═════ ENTRIES SUPPLIED

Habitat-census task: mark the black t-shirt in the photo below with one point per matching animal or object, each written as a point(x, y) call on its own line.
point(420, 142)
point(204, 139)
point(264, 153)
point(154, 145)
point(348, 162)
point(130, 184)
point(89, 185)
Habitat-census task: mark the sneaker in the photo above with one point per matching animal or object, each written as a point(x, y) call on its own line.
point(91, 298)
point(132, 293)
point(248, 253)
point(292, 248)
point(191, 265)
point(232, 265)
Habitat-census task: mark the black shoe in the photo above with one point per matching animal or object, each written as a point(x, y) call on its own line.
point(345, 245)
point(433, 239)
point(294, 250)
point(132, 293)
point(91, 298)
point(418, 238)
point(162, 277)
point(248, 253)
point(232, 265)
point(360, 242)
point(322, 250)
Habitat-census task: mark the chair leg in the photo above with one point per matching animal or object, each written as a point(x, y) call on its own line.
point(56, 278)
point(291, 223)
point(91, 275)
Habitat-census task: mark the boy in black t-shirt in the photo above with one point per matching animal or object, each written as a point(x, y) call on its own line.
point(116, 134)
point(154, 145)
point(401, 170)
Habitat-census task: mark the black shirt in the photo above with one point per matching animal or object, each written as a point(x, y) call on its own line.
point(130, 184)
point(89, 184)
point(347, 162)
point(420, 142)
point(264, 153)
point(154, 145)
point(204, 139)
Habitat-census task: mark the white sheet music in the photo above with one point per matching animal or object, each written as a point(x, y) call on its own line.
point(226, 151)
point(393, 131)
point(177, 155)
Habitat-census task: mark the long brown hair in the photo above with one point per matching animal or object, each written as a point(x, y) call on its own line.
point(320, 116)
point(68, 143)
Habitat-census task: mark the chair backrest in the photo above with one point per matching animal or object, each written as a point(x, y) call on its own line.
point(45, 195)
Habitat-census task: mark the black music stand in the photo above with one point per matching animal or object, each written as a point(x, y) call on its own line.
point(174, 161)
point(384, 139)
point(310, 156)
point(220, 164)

══════════

TASK PROMPT: The full listing, top to bottom: write it out again exactly.

TASK RESPONSE:
Habitat-census task: mark the black t-shirt in the photo below with one point per matching animal or object, each written as a point(x, y) call on its own line.
point(420, 142)
point(204, 139)
point(264, 153)
point(154, 145)
point(348, 162)
point(130, 184)
point(89, 185)
Habitat-census task: mark the sneaker in the photo above with one point per matching animal or object, each written as a point(x, y) call on its own line.
point(91, 298)
point(132, 293)
point(248, 253)
point(292, 248)
point(191, 265)
point(232, 265)
Habitat-census task: mark the black shoe in the photo above with one point per matching animal or object, each written as a point(x, y) call on its own line.
point(345, 245)
point(433, 239)
point(294, 250)
point(132, 293)
point(91, 298)
point(418, 238)
point(162, 277)
point(248, 253)
point(232, 265)
point(360, 242)
point(322, 250)
Habitat-census task: mark the chair leg in the photo above with one point per matching animal or object, each written as a point(x, y) call on its own line.
point(56, 278)
point(291, 223)
point(91, 275)
Habitat-census task: mark the boy in black t-shirt in the photo above with one point per matching animal or object, each written as a point(x, y) call on its own line.
point(116, 134)
point(154, 145)
point(401, 170)
Habitat-census task: mark the black shirt in the photo above with one point per matching animal or object, each written as a point(x, y) call on its own line.
point(130, 184)
point(89, 184)
point(347, 162)
point(420, 142)
point(264, 153)
point(154, 145)
point(204, 139)
Habitat-census task: mark the white sheet music in the photo above with one point per matching animal or object, each written as a point(x, y) call on its own line.
point(226, 151)
point(393, 131)
point(177, 155)
Habitat-census task: mark the long brown hair in the photo above with one point per matching animal or object, each written as a point(x, y) call on its own line.
point(320, 116)
point(68, 143)
Habitat-census task: mark the chair backrest in the photo above with one point per matching animal or object, each written as a point(x, y) call on its own line.
point(45, 195)
Habitat-census task: mark the black music stand in the photo above with one point per matching animal or object, each written as a point(x, y) call on its own line.
point(174, 161)
point(384, 139)
point(310, 156)
point(220, 164)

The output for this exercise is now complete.